* YOUR GOAL *
When a line below contains the word "metal", it counts toward the total; give that total and nothing besides.

(Beginning of THE RECORDS)

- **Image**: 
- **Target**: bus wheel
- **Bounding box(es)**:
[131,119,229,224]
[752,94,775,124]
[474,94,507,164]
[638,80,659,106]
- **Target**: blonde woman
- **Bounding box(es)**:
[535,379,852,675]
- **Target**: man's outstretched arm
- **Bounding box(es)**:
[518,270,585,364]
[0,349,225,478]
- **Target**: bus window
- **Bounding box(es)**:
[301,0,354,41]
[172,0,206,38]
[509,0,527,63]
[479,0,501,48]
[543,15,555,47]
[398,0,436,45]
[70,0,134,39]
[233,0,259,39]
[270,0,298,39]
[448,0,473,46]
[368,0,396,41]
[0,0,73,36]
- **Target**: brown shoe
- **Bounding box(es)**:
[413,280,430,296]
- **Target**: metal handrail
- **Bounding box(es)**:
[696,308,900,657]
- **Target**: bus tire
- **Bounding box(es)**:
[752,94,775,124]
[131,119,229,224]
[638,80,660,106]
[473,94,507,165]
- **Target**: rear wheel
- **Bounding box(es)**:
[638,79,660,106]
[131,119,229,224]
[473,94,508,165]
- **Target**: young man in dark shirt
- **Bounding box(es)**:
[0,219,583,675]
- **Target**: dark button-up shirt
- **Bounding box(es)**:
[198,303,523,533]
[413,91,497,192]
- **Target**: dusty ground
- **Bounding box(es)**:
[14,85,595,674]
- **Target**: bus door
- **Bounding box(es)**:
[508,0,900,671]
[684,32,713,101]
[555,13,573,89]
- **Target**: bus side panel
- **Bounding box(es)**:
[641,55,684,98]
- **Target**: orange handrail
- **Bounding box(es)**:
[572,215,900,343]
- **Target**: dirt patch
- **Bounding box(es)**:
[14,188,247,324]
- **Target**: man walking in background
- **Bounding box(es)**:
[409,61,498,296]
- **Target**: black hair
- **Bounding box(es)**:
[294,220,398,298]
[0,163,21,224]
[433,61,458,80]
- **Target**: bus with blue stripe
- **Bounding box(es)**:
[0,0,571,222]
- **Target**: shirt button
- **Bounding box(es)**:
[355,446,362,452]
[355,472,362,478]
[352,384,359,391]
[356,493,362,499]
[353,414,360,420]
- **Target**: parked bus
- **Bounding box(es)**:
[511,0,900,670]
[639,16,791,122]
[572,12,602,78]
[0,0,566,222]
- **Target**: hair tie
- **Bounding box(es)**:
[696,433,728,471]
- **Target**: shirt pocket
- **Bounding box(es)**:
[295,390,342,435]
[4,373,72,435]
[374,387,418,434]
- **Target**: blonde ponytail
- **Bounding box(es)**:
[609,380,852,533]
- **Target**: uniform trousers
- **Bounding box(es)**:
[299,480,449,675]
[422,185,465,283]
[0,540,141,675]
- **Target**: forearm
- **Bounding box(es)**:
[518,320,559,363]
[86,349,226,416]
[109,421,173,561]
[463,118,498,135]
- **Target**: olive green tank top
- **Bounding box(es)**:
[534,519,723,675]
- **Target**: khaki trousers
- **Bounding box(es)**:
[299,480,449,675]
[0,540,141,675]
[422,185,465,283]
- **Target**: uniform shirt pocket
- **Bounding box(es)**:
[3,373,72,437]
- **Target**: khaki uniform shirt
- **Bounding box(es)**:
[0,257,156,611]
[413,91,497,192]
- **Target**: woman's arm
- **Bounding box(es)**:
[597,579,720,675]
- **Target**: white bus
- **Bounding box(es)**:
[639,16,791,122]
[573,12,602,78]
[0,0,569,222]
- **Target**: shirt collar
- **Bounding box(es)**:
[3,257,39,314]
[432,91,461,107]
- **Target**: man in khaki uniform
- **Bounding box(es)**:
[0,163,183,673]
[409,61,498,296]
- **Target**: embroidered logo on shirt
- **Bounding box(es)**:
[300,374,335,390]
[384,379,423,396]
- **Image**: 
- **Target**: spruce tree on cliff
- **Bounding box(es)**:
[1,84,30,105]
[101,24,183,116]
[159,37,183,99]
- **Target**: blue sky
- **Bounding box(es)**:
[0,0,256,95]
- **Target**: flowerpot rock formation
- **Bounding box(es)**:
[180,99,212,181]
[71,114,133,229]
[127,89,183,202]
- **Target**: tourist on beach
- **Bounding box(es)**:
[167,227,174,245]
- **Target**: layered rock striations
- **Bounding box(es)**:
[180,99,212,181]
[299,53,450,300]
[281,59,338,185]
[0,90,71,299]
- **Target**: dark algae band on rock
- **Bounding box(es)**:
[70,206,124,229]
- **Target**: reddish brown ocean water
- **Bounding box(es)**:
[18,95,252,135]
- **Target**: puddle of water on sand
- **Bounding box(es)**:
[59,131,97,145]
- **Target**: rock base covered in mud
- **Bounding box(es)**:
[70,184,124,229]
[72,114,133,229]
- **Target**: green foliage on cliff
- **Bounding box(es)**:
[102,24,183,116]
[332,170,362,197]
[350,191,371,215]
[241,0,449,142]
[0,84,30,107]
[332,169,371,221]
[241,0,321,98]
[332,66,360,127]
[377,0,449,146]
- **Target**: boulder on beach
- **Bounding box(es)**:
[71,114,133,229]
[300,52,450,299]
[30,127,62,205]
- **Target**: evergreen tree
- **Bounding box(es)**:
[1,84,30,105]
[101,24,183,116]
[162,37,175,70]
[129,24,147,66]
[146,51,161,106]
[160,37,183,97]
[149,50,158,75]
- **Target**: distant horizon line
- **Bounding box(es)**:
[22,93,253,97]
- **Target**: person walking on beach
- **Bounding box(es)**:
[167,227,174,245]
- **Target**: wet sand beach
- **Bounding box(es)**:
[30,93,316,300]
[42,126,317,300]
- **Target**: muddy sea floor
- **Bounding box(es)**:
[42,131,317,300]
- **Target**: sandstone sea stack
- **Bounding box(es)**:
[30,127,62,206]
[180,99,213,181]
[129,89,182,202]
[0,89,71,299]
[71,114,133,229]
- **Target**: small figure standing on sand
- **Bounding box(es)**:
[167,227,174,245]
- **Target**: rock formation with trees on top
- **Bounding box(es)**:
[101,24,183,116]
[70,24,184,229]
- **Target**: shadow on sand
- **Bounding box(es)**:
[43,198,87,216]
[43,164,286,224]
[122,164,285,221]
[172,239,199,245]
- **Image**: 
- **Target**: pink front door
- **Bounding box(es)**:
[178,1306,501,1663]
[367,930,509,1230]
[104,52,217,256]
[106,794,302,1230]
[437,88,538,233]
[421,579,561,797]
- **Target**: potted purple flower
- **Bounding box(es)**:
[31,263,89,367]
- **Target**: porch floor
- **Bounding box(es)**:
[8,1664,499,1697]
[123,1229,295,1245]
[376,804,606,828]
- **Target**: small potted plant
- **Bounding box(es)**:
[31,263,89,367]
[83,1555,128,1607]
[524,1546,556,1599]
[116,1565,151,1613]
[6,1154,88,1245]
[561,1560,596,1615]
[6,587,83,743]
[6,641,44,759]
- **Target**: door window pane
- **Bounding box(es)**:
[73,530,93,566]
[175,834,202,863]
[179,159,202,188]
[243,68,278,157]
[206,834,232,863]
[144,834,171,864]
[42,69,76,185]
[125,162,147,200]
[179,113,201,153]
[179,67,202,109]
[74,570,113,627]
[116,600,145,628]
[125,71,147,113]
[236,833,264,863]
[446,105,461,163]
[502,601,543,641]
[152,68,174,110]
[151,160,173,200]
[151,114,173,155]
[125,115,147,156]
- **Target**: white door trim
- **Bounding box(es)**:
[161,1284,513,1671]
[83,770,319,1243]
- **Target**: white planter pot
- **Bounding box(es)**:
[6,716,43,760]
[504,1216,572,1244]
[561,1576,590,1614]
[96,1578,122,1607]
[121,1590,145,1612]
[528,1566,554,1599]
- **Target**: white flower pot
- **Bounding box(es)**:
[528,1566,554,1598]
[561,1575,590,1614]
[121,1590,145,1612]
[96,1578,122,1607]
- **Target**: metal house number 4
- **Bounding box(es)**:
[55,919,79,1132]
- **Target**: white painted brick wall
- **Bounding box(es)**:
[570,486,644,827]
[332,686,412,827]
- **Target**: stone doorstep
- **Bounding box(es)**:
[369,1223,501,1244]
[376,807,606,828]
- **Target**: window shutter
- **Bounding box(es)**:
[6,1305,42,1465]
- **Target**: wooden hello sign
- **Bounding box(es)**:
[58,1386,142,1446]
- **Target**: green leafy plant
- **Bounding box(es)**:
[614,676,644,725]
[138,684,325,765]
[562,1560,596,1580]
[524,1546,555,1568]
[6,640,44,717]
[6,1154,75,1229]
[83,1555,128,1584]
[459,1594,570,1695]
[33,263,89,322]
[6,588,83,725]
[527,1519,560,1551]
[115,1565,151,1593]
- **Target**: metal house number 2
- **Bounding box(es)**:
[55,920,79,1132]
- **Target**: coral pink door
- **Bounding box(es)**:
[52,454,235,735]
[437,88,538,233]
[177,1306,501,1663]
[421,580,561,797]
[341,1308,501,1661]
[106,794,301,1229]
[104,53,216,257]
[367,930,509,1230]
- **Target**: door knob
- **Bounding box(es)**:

(End of THE RECORDS)

* RESULT FOR THIS TASK *
3